======== Study text

When I was a film student the perennial problem was getting hold of good actors who would appear in your amateur productions for expenses only. We were afraid at first to ask the people we really wanted, because we thought they might take it as an insult. In time you grow a thicker skin and realise that it costs nothing to ask and having someone tell you to eff off is not actually fatal. In fact, begging, pestering and cajoling people to lend you equipment or props or locations for little or no money – ‘blagging’ as it’s called – is a vital skill for a film maker, because even in major professional productions sometimes all that’s between you and disaster is the ability to persuade panicking producers that everything’s going to turn out fine.
In fact getting experienced professional actors to appear in student movies was often easier than you’d imagine, because most actors know it’s better to be working than sitting at home twiddling your thumbs. On a student shoot at least you’re practising your craft and getting seen. At the very least you’ll get fed. If the shoot’s a fiasco you’ll have some wonderful disaster stories to tell your friends in the pub, but it’s also possible you’ll be working with a genuinely talented young filmmaker. Then your performance will be seen at festivals around the world. More to the point, producers will be looking at it, because it’s their job to spot new talent. If it leads to a job even that awful shoot where you sat for twelve hours in a derelict hospital ward full of dead pigeons, waiting for the director of photography to figure out the lighting, will have been worthwhile.

================
======== Records shown

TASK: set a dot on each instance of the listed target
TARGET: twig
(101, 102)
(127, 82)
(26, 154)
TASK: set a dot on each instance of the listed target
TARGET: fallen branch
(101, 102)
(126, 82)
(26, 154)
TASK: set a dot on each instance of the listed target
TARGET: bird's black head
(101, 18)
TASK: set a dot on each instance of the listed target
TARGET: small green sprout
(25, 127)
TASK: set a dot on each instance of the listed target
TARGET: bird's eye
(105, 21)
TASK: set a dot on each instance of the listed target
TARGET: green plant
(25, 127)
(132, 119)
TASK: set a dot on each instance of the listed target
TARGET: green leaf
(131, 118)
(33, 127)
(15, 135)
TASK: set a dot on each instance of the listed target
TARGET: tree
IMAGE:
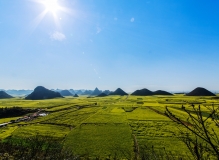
(200, 135)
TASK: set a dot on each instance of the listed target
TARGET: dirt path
(161, 113)
(136, 147)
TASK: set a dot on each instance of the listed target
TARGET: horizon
(158, 45)
(183, 91)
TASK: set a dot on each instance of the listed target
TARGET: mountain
(4, 95)
(119, 91)
(41, 92)
(96, 92)
(102, 95)
(87, 92)
(142, 92)
(107, 92)
(65, 93)
(76, 95)
(199, 91)
(18, 92)
(160, 92)
(72, 91)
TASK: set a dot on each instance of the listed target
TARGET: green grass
(105, 126)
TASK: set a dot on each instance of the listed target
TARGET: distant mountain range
(14, 92)
(199, 91)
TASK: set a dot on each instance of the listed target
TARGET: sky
(132, 44)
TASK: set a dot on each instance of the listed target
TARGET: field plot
(101, 140)
(103, 127)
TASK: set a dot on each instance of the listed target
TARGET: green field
(102, 127)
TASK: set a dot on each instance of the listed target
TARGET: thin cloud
(58, 36)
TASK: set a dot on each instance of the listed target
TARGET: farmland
(102, 127)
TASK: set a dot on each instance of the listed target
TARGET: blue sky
(133, 44)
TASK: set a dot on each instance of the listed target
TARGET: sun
(51, 5)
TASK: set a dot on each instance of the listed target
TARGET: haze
(169, 45)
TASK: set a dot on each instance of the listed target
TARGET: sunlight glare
(51, 5)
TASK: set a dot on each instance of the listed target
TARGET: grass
(102, 127)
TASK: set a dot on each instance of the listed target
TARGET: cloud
(58, 36)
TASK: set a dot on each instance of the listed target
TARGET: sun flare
(51, 5)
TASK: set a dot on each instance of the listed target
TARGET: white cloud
(58, 36)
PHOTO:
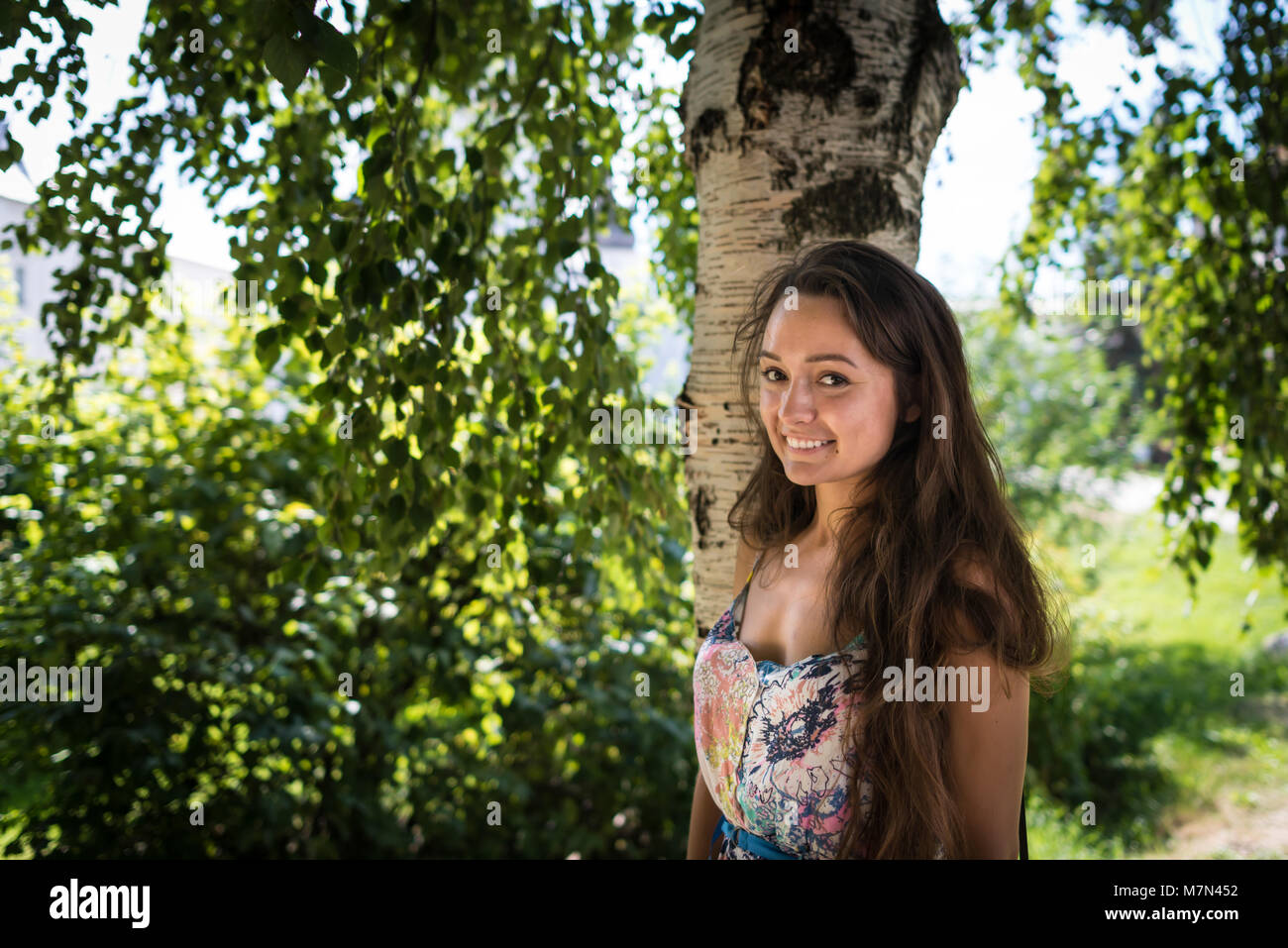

================

*The problem:*
Please decide whether each statement below agrees with the text on student filmmaking, answering yes or no and quoting the deciding words from that text.
1. Blagging is called a vital skill for a film maker.
2. Experienced professional actors were usually impossible to get for student movies.
3. Producers look at student work because their job is to spot new talent.

*Task solution:*
1. Yes: "is a vital skill for a film maker"
2. No: "getting experienced professional actors to appear in student movies was often easier than you’d imagine"
3. Yes: "producers will be looking at it, because it’s their job to spot new talent"